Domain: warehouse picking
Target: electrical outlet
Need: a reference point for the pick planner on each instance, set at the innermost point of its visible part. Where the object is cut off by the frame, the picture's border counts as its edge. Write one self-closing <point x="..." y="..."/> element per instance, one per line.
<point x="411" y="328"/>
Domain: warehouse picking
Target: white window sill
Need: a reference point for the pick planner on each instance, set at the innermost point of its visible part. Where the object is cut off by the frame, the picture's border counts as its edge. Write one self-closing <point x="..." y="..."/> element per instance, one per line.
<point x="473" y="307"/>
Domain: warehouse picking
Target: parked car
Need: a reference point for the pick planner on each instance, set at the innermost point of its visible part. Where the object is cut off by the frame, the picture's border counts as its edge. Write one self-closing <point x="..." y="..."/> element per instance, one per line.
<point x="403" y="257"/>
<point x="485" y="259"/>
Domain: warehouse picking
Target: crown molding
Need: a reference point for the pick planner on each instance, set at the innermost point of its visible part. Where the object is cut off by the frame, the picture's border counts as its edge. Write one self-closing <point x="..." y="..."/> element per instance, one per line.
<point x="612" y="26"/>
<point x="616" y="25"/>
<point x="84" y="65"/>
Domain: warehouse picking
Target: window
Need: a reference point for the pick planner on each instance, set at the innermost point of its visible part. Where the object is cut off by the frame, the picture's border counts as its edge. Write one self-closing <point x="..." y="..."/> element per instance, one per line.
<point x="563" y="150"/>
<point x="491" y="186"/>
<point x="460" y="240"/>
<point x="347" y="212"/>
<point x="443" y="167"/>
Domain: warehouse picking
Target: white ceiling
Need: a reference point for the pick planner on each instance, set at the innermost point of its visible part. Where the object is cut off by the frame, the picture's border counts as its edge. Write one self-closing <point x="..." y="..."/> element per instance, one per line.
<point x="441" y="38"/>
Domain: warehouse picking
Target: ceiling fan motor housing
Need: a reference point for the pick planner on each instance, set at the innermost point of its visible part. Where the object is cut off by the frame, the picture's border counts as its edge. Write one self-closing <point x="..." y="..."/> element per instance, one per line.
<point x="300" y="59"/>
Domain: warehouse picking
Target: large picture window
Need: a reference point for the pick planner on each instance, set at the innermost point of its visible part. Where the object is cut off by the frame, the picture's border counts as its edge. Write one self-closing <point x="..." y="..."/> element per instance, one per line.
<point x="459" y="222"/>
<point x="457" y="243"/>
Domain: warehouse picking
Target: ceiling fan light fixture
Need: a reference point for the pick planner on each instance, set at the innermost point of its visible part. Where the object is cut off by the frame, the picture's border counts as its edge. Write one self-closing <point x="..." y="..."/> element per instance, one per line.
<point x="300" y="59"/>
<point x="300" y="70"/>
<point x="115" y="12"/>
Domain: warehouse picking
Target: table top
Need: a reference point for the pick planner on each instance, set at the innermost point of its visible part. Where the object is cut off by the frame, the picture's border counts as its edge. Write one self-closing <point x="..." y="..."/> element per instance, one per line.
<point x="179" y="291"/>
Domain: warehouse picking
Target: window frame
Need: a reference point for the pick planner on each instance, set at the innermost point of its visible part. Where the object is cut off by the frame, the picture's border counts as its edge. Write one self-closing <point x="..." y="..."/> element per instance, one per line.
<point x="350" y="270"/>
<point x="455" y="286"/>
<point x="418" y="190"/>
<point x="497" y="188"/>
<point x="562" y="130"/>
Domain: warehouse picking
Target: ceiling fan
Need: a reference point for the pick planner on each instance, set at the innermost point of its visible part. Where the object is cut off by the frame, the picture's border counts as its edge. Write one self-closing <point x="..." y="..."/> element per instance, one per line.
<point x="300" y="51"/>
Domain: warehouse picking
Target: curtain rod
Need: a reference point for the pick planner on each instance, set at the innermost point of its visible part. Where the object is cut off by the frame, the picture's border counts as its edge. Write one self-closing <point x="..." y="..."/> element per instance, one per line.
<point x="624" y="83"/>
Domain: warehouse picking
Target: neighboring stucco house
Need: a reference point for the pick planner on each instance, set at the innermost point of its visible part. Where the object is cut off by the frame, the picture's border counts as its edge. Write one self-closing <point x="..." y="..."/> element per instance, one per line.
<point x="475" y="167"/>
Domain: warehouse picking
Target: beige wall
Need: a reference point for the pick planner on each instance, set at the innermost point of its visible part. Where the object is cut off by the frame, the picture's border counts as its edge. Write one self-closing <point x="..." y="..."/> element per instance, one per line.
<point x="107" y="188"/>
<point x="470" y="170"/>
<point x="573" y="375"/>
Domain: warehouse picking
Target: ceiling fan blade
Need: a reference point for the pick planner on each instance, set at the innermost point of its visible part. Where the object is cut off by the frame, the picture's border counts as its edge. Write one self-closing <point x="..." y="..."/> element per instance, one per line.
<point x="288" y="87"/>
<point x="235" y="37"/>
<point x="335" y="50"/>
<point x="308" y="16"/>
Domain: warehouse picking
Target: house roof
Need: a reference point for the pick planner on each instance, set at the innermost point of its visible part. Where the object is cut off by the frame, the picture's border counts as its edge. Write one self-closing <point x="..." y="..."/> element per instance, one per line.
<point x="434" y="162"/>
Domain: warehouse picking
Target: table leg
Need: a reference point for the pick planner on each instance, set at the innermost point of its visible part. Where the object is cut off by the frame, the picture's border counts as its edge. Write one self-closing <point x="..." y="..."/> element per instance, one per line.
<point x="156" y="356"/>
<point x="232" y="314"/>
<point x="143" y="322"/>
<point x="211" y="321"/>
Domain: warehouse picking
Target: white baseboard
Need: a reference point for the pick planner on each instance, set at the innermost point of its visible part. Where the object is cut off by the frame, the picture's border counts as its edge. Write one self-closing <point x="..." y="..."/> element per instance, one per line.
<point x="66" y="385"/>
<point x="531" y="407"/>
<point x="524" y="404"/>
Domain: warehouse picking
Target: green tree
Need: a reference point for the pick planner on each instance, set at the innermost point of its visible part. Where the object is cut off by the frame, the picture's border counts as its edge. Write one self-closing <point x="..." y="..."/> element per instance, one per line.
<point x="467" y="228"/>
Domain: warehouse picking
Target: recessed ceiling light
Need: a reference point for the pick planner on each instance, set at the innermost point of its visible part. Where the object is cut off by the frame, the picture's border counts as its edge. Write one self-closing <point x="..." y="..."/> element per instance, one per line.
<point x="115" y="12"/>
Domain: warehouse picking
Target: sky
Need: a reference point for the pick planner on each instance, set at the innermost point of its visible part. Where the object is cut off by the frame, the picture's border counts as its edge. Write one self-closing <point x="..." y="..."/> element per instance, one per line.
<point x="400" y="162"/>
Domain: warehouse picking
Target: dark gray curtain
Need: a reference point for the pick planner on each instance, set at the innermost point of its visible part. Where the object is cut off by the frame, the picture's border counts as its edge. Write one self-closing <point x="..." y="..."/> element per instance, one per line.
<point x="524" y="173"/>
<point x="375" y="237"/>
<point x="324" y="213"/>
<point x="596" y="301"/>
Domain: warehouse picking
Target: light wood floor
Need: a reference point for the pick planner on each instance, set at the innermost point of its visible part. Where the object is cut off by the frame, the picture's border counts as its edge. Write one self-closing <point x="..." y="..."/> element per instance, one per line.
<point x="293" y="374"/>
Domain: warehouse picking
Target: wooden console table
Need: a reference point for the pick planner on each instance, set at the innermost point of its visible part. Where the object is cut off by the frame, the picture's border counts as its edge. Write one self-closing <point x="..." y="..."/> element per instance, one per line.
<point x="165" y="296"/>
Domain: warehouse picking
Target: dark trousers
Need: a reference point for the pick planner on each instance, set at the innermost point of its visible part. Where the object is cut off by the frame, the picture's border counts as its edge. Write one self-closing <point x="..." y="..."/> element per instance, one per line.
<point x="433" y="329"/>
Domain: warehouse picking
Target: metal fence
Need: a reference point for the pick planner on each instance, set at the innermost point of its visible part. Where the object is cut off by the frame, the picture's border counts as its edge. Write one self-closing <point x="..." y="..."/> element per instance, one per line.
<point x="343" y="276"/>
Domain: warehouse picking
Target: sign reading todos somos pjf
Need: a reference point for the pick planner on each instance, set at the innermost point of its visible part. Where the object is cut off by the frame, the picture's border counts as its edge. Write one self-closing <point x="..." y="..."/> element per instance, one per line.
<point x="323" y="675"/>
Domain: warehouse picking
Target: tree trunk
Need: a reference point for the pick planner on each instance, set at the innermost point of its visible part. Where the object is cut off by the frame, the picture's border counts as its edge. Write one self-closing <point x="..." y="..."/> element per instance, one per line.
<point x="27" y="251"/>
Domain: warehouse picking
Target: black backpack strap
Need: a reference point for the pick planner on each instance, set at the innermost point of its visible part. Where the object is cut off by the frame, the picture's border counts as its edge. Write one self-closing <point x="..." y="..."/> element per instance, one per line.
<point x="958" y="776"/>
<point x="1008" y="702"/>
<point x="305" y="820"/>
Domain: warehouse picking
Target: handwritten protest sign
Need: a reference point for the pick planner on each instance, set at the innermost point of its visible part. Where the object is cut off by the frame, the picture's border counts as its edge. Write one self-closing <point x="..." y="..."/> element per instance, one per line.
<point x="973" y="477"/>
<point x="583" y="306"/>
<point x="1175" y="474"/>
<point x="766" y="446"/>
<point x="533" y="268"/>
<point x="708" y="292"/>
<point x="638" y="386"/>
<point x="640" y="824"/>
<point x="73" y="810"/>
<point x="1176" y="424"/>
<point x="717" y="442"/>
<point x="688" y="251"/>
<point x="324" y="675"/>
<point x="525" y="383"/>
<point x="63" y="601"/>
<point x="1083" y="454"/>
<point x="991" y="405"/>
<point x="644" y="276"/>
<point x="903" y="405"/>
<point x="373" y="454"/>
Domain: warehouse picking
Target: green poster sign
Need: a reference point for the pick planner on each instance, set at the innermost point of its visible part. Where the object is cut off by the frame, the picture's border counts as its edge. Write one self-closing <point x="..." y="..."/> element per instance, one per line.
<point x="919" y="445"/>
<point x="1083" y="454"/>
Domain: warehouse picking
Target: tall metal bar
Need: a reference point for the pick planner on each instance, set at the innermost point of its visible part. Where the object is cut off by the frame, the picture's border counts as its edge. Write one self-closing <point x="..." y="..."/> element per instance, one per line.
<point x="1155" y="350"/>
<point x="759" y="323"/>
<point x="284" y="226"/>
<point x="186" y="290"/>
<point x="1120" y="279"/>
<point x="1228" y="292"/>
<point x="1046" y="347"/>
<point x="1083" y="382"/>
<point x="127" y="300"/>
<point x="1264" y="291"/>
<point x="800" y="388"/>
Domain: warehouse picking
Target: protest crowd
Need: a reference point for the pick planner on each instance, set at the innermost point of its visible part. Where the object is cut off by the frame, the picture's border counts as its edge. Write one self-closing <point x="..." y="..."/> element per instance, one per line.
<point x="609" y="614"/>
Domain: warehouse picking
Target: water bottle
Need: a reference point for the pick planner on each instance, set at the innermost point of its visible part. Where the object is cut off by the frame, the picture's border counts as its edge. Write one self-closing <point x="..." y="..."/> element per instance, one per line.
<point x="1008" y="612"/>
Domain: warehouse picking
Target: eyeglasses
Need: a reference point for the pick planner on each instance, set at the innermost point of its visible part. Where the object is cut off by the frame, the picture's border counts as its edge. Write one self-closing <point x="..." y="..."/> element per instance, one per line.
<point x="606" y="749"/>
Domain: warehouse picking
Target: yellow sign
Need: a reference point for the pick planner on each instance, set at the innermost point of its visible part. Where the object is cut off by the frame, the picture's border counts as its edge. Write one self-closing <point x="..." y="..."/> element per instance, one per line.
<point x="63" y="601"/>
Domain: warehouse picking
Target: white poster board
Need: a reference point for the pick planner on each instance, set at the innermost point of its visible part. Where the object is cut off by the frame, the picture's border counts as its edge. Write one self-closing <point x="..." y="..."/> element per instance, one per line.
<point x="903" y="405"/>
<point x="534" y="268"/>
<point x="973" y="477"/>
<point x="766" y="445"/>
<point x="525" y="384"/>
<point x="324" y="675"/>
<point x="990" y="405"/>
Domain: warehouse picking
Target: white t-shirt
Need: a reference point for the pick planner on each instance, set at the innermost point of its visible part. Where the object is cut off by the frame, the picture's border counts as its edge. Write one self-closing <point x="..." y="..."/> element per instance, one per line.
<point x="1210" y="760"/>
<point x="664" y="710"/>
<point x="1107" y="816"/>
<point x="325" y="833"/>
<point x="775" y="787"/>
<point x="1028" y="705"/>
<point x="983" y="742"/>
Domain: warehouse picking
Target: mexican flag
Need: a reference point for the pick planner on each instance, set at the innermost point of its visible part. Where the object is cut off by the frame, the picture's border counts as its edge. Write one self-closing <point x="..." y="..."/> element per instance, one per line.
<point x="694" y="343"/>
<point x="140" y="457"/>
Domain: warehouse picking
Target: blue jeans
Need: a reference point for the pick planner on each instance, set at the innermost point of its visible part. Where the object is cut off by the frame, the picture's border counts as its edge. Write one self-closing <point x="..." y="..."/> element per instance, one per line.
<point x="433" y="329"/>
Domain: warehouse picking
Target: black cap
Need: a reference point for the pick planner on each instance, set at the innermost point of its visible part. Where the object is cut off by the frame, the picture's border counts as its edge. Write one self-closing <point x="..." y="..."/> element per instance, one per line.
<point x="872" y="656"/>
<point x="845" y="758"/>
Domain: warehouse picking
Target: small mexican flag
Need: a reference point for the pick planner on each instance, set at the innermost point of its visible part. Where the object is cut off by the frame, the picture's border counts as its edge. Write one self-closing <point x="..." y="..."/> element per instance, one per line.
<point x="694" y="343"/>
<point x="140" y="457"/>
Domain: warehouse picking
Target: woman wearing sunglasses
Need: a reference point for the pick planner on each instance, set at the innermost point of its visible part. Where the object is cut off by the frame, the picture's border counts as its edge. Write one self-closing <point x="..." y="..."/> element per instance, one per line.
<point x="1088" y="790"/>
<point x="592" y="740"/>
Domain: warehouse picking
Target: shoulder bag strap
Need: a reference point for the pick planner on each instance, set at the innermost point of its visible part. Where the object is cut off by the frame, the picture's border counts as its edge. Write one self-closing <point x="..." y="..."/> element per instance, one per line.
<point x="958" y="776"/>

» **Given instruction**: Pick out each line in the records above that contains the word "dark", and copy those lines.

» **The reply**:
Target: dark gray curtain
Target: dark trousers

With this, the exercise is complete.